>> BEGIN

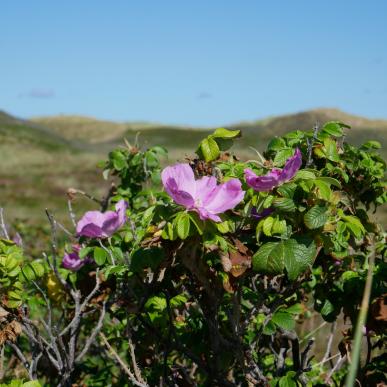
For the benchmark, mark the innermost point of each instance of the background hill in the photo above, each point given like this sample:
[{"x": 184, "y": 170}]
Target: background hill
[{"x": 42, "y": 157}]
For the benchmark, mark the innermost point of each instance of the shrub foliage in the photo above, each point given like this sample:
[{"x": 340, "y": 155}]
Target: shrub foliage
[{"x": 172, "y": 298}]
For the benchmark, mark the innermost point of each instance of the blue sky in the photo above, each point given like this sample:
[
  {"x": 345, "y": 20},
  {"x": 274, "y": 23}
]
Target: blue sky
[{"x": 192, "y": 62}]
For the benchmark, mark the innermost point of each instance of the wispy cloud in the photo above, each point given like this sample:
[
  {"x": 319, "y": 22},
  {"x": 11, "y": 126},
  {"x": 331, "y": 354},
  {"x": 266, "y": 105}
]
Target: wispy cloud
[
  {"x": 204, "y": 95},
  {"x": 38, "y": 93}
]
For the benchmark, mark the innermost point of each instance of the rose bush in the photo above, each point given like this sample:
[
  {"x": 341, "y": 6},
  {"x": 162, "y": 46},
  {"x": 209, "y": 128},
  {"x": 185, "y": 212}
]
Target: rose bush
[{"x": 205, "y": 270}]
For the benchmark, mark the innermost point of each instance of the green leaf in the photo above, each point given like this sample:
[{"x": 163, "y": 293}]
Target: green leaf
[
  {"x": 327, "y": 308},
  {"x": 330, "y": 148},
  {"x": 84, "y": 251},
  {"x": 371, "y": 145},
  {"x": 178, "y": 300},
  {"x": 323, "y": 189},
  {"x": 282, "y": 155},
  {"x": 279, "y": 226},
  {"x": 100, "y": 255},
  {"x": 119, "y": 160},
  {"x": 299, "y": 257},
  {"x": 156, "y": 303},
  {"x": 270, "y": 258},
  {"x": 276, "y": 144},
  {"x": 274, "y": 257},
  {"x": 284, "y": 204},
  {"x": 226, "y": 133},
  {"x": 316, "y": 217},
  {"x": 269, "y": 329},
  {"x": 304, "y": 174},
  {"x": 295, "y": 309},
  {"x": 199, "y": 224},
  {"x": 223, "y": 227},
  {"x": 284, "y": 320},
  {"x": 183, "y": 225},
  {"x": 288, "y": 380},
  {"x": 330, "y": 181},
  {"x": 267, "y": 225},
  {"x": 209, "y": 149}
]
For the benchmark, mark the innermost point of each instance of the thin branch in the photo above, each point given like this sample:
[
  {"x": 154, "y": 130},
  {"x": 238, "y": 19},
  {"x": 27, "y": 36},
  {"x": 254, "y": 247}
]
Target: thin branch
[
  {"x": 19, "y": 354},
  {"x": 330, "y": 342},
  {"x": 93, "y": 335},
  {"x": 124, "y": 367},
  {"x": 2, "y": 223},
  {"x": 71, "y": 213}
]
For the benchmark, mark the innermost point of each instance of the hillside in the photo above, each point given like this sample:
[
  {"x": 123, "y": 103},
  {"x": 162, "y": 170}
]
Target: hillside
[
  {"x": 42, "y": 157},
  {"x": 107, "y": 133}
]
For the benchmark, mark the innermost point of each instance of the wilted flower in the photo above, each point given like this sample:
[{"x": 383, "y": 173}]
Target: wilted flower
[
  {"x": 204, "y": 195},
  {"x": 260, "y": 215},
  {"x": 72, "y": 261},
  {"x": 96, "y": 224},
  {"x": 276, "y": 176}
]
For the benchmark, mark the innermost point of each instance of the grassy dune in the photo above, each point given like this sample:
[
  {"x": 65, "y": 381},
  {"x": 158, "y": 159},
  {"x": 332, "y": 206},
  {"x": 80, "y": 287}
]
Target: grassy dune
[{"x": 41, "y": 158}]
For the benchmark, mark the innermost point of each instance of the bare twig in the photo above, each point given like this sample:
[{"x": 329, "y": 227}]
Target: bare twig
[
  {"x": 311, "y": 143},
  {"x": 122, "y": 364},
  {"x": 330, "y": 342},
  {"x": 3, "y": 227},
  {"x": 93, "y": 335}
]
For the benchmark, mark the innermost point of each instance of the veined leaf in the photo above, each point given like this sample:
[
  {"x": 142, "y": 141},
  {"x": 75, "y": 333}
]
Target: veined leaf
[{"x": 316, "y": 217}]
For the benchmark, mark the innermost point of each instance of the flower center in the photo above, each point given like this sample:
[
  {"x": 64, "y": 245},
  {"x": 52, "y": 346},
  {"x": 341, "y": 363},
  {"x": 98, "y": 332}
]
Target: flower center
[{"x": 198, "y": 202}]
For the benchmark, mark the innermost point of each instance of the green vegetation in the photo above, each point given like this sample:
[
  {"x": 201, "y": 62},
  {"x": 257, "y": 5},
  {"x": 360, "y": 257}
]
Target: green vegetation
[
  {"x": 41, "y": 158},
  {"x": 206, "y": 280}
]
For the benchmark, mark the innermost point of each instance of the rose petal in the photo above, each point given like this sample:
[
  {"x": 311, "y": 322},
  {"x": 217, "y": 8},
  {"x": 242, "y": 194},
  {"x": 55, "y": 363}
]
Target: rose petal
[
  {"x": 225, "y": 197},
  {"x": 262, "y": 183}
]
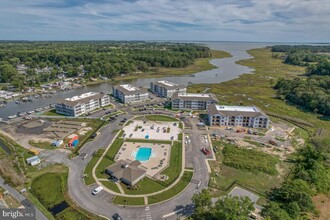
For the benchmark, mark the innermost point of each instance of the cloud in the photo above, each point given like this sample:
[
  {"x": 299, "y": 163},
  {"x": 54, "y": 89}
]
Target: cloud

>> END

Requirement: Go to the line containing "of the veined", then write out word for word every line from there to the end of the listing. Keep both end lines and drop the pictures.

Expected output:
For the benchmark, mark the innermost point of each instance of the veined leaf in the photo above, each point given like this sample:
[
  {"x": 142, "y": 141},
  {"x": 75, "y": 333}
]
Target: veined leaf
[{"x": 316, "y": 217}]
For the benchmark, mark the innermost point of each instance of the flower center in the photo above, each point given like this sample:
[
  {"x": 64, "y": 245},
  {"x": 52, "y": 346},
  {"x": 341, "y": 363},
  {"x": 98, "y": 332}
]
Target: flower center
[{"x": 198, "y": 202}]
For the benchmark, mark the innermost point of each instance of the green vegetation in the photo above, each point given like this sample:
[
  {"x": 201, "y": 62},
  {"x": 257, "y": 5},
  {"x": 360, "y": 257}
]
Target: green vegetation
[
  {"x": 41, "y": 158},
  {"x": 206, "y": 280}
]
For the benchmark, mark the innermost point of each instance of the rose petal in the photo above, each point given like this sample:
[
  {"x": 311, "y": 322},
  {"x": 217, "y": 8},
  {"x": 242, "y": 194},
  {"x": 55, "y": 363}
]
Target: rose petal
[
  {"x": 225, "y": 197},
  {"x": 262, "y": 183}
]
For the benchmark, mark the innermost point of each instance of the cloud in the photo above, each point given like this sample:
[
  {"x": 299, "y": 163},
  {"x": 54, "y": 89}
]
Target: cloud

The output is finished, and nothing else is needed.